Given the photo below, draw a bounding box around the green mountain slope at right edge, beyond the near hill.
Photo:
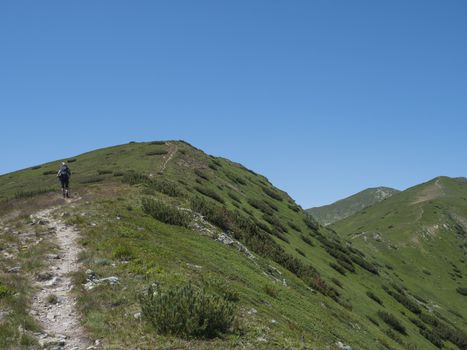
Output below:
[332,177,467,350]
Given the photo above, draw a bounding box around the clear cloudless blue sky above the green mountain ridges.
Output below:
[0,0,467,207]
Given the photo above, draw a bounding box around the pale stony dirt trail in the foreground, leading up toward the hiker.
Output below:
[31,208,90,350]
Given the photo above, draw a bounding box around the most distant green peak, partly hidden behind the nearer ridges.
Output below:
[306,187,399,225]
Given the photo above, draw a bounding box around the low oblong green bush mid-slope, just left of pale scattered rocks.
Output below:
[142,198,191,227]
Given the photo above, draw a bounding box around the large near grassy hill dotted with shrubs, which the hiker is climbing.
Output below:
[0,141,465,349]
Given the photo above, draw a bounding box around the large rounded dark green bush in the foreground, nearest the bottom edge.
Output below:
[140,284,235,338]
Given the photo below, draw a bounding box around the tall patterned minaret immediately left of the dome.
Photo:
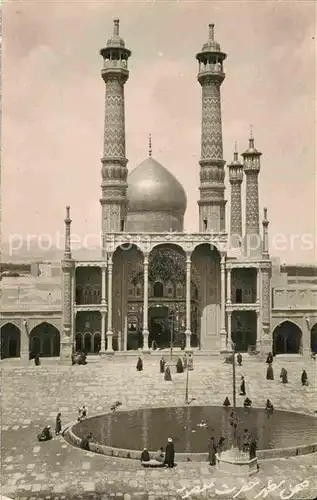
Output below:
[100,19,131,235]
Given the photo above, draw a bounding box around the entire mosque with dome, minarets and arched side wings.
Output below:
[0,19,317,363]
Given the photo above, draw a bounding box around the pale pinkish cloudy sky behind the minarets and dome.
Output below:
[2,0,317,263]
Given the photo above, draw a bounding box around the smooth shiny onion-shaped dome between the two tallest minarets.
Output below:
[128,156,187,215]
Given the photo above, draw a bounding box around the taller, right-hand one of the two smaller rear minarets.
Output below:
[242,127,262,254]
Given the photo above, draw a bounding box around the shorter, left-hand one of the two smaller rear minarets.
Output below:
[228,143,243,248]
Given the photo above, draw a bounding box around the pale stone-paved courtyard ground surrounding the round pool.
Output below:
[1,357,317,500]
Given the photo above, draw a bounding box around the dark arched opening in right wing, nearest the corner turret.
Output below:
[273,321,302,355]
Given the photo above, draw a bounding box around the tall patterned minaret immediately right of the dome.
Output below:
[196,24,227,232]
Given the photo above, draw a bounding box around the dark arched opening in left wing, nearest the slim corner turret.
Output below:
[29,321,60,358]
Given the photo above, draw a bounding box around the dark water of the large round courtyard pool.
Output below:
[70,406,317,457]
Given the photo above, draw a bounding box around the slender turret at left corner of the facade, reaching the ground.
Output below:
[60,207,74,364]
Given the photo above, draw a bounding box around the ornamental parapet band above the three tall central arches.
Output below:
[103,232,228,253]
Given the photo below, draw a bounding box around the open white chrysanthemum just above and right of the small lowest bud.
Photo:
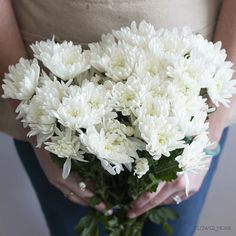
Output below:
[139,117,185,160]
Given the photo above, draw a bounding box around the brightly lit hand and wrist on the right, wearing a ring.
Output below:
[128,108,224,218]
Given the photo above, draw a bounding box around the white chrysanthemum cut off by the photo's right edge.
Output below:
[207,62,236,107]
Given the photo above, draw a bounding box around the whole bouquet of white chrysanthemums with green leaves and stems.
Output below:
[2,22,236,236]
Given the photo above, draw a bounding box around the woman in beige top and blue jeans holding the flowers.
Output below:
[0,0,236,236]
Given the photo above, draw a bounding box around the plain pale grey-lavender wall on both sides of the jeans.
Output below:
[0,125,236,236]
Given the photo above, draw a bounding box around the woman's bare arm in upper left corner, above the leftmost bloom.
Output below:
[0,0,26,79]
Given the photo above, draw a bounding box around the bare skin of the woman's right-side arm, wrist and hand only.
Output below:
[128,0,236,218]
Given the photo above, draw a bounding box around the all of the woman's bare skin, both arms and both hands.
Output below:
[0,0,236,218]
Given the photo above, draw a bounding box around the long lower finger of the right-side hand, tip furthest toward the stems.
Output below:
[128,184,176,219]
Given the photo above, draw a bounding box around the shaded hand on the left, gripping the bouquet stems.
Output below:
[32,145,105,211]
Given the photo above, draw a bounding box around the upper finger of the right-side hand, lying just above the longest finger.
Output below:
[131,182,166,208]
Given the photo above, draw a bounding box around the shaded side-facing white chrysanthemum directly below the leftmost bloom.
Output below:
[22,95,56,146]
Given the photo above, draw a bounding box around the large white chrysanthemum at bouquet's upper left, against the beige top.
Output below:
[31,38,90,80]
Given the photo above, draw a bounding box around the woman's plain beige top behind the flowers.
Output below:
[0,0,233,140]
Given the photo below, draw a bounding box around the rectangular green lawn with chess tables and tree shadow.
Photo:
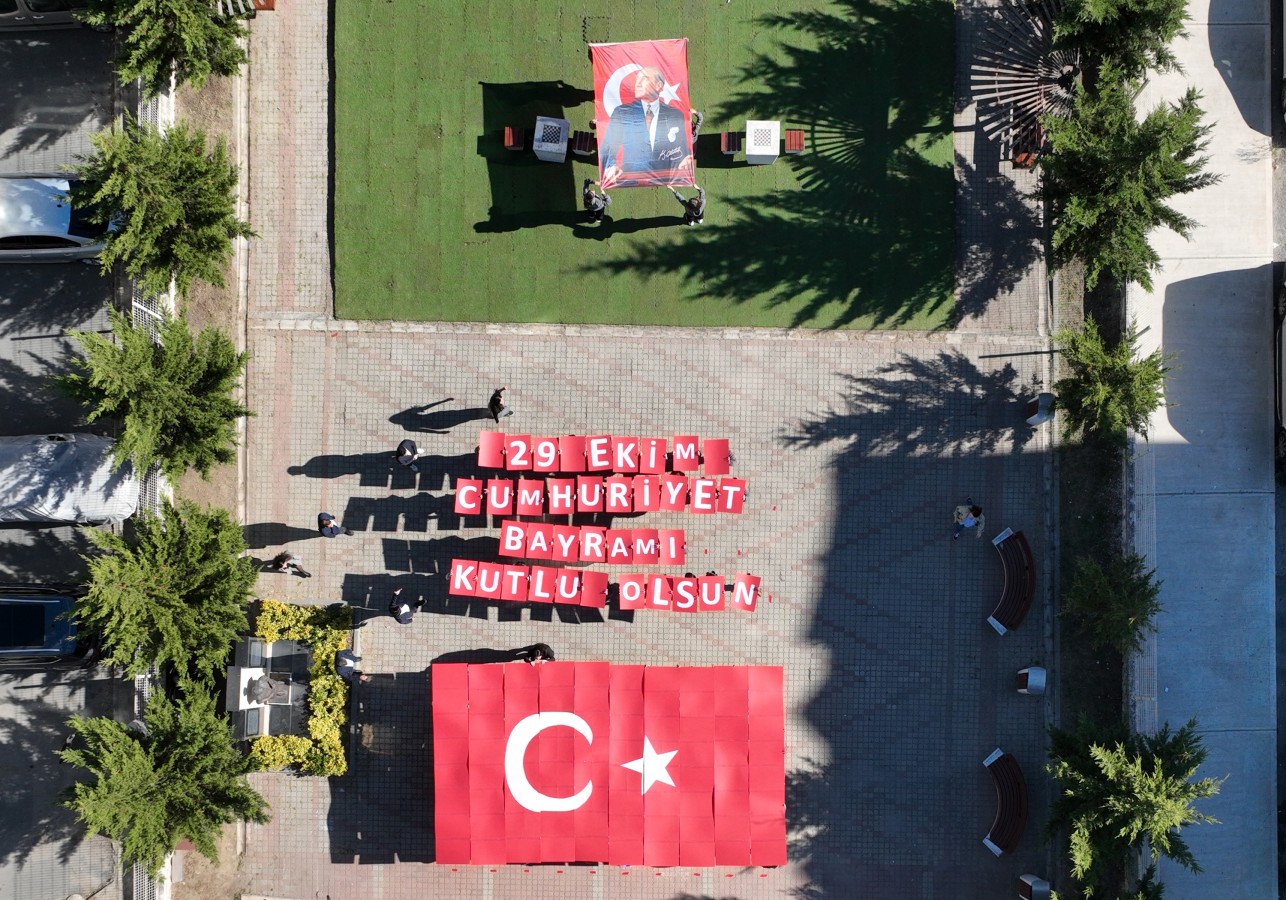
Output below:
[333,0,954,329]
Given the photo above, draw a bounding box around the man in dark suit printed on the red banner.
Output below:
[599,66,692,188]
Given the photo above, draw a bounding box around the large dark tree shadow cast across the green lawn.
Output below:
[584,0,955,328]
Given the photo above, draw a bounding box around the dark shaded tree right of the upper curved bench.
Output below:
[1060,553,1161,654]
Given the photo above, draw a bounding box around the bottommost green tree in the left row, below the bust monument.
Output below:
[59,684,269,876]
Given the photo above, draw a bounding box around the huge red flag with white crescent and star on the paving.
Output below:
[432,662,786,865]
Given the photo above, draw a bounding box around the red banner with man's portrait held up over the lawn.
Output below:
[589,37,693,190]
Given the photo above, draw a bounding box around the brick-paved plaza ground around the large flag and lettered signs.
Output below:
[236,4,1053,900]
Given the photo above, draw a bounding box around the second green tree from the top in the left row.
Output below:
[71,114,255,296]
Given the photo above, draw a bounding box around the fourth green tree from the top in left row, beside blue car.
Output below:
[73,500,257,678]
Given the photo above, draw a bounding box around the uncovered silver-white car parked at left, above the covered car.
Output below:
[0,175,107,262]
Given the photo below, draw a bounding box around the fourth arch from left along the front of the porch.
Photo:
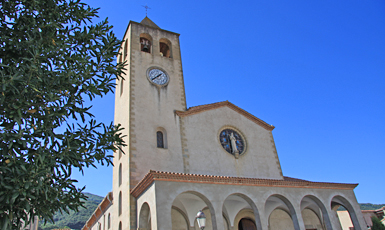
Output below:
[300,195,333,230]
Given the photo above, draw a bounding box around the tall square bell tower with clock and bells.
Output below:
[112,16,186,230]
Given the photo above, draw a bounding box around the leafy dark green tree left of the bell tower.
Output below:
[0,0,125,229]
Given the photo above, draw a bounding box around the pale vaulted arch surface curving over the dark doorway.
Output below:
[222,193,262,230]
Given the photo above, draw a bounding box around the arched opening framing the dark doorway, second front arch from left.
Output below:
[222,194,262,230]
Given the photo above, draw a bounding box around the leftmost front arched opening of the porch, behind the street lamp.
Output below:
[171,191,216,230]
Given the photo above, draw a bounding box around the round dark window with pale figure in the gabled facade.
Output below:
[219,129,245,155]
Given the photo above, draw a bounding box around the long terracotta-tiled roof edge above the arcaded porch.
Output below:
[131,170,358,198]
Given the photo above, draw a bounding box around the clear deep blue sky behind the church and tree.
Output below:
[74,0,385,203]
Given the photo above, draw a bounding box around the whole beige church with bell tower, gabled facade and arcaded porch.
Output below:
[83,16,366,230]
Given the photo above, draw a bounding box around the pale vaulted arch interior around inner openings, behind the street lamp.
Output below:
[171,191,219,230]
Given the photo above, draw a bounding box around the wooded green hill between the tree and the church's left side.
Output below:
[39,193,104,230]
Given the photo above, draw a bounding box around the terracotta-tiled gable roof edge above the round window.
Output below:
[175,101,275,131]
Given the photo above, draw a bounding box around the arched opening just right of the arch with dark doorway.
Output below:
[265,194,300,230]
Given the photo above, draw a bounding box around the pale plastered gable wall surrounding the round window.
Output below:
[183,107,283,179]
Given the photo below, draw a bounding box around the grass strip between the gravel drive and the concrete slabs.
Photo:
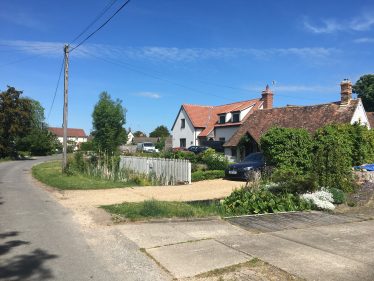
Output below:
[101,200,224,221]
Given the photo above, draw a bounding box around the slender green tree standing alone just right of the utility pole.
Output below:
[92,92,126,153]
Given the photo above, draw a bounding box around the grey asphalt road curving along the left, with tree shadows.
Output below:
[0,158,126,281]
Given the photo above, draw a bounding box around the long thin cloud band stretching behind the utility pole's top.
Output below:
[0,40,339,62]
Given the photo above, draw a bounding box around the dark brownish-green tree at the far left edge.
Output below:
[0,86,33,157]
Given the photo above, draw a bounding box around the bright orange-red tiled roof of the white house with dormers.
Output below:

++++++++++

*Exercise objective*. The exact lines from the beginning of the data through the one that contains "the corner turret." must be given again, both ends included, and pictures must be left out.

*Exercise result*.
Given the photo below, draw a bounding box around the green mountain slope at right edge, beyond the near hill.
Photo:
Output below:
[332,177,467,350]
Given the photo above, draw a bounding box around the clear cloudless blue sky above the green mountain ridges.
Output below:
[0,0,467,207]
Given the photo above, draw a bounding box around the pale stony dirt trail in the foreground, leading up toward the hiker.
Output below:
[31,208,90,350]
Given the photo above, draw a bounding box around the most distant green peak, partly hidden behind the nearer ridges.
Output below:
[306,187,399,225]
Given the photo above, draw a bounding box around the low oblong green bush mid-slope, just left of pale scattered rocks.
Output below:
[142,198,191,227]
Given the photo above, draw a bounding box around the large near grassy hill dotted with shrubs, which the hiker is climbing.
Output below:
[0,141,465,349]
Given the photo above, draw a bounding box around the large rounded dark green bush in the foreground, nearest the bottom edge.
Output below:
[140,284,235,338]
Given the photo below, draw a bounding box around the tall patterned minaret immediately left of the dome.
Photo:
Output below:
[100,19,131,235]
Given the photo above, draw a bounding box around the entire mosque with dome, minarets and arched side wings.
Output below:
[0,19,317,363]
Given the photo above, draw a bounding box around the pale pinkish cloudy sky behind the minarets and dome.
Output below:
[2,0,317,263]
Given the photo above, draw a bounding box around the smooth shiny onion-shaped dome between the two tallest minarets.
Output below:
[128,156,187,215]
Given the photo above, draw a bounding box around the taller, right-hand one of the two smaller rear minarets.
Output below:
[242,127,262,254]
Given the photo above, draw a bounding box around the shorter, left-hand one of the two smaller rear minarets.
Output below:
[228,143,243,248]
Given the photo above, draw a bounding box around the pale stone-paved courtyard ground surrounding the round pool.
Output below:
[1,357,317,500]
Given the photo above, draw a bounding box around the dark arched opening in right wing, nearest the corner turret.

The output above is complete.